-- START OF Data --

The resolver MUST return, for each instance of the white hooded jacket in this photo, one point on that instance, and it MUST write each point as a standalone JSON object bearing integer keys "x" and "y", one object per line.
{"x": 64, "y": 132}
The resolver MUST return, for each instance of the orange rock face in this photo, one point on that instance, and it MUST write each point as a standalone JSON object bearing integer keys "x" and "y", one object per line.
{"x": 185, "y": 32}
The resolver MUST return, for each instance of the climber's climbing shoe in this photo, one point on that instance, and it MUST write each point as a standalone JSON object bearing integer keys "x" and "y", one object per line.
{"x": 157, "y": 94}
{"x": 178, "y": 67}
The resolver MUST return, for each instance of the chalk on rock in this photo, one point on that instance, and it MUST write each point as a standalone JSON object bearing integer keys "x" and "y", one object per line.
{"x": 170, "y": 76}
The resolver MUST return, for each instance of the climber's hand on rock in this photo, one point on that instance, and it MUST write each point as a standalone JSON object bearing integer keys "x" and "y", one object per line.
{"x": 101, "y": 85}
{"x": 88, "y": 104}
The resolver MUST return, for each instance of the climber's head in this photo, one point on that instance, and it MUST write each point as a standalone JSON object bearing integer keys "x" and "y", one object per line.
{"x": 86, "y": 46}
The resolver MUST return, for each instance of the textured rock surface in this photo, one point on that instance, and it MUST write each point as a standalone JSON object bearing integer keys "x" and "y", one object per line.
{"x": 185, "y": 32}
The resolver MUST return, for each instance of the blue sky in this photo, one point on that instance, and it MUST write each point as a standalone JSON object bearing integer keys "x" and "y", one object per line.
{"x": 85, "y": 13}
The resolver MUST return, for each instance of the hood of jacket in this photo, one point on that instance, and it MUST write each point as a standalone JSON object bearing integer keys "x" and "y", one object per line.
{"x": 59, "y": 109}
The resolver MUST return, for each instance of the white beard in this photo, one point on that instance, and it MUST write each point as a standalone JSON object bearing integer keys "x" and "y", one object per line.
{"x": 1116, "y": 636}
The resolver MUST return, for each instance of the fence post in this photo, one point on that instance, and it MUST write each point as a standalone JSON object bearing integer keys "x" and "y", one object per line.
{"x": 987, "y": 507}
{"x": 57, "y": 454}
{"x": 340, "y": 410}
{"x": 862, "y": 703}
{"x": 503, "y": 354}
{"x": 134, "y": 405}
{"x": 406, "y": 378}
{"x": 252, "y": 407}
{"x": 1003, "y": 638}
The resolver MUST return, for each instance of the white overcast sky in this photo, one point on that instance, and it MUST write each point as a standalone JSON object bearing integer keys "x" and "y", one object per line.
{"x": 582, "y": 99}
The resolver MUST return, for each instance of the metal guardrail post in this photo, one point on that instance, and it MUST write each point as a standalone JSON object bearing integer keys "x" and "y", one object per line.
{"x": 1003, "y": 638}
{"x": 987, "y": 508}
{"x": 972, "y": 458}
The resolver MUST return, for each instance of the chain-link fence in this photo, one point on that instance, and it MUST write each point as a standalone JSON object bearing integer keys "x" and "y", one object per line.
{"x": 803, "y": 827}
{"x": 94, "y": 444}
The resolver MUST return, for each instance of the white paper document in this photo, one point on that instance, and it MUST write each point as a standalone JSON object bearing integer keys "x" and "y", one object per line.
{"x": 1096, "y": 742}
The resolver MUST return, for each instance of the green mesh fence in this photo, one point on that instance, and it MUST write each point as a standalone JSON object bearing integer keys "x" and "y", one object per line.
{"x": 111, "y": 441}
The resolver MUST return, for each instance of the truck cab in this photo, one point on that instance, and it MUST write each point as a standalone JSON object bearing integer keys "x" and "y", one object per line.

-- END OF Data --

Reproduce each entry word for word.

*Task result*
The resolver MUST return, for each instance of the white hooded jacket in this photo, one point on that instance, and it MUST write each point as a standalone JSON object bearing integer keys "x" and "y", one object per line.
{"x": 64, "y": 132}
The resolver MUST return, for each instance of the orange rock face in this photo, one point on that instance, and it MUST write each point as a standalone JSON object bearing integer keys "x" and "y", one object per line.
{"x": 185, "y": 32}
The resolver MUST return, for each instance of the climber's climbing shoe in this photo, one point on that instance, and it MUST write each point as a standalone JSON object bearing integer keys "x" and "y", one object per line.
{"x": 157, "y": 94}
{"x": 178, "y": 67}
The resolver MUST return, for each instance of the chalk on rock in this photo, one point on that instance, and it MUST write each point as a standalone JSON object bearing integer keys "x" and "y", one object per line.
{"x": 170, "y": 76}
The resolver MUST return, for each instance of the climber's hand on rock in this photo, one point on that instance, and it MUST write each point as a standalone JSON object bearing integer keys "x" and "y", one object per line.
{"x": 101, "y": 85}
{"x": 88, "y": 104}
The resolver MUST return, for each instance of the climber's head in this photo, one point on that instance, and it MUST write each point as a standalone JSON object bearing integer keys "x" and "y", one object per line.
{"x": 86, "y": 46}
The resolver MUST return, for each instance of the textured rock surface in this photo, one point on that instance, and it MUST write each point as a standalone JSON object bearing integer keys "x" and "y", one object per line.
{"x": 185, "y": 32}
The resolver MUST return, for each instance of the blue sky in this photo, one point on that instance, and it MUST write each point as a standalone JSON object bearing integer keys "x" and "y", one object per line.
{"x": 85, "y": 13}
The resolver MUST return, for each instance of the hood of jacket in this photo, one point on that instance, and it MUST write each point as a standalone JSON object bearing integer keys "x" and "y", one object per line.
{"x": 59, "y": 109}
The resolver MUST return, for each instance of the white beard in this photo, one point on that instance, and it MUST write each point as a standalone JSON object bearing integer keys "x" and "y", one object per line.
{"x": 1116, "y": 636}
The resolver MUST return, for each instance of the fence post in this photo, one point on that instance, and it MUST write each point as a standalone JSON object bearing integer keys "x" and "y", one object per line.
{"x": 987, "y": 507}
{"x": 57, "y": 454}
{"x": 340, "y": 410}
{"x": 862, "y": 703}
{"x": 503, "y": 354}
{"x": 134, "y": 405}
{"x": 406, "y": 378}
{"x": 252, "y": 407}
{"x": 1003, "y": 638}
The resolver MUST return, for each instance of the white overcast sky in this photo, one point on that instance, and it MUST write each point as a standalone JSON object bearing integer keys "x" and "y", one object per line.
{"x": 582, "y": 99}
The resolver MUST return, for each instance of the metal guardrail post in this photo, one point on that instance, and it MUST write each point as a standalone JSON object bearing integer keys "x" and "y", one object per line.
{"x": 1003, "y": 638}
{"x": 987, "y": 508}
{"x": 972, "y": 458}
The resolver MUST return, for each instance of the chain-link fence in this photo, one point on that instance, and it MUST write each point as a standalone JSON object bearing integer keys "x" and "y", one object per line.
{"x": 803, "y": 827}
{"x": 94, "y": 444}
The resolver MUST return, for each instance of the white paper document in this photo, one point on that instance, and it MUST write each point as a standalone JSON object bearing integer keys "x" and "y", one object per line.
{"x": 1096, "y": 742}
The resolver MUST return, for each instance of the green mesh fence in this photo, one point on that instance, and it MUST write each point as a standalone JSON object bearing integer keys "x" and "y", one object per line.
{"x": 111, "y": 441}
The resolver MUST return, for each instance of the truck cab in this photo, one point on that instance, and it MUST write each point as a standalone JSON object bearing integer keys "x" and "y", one object per line.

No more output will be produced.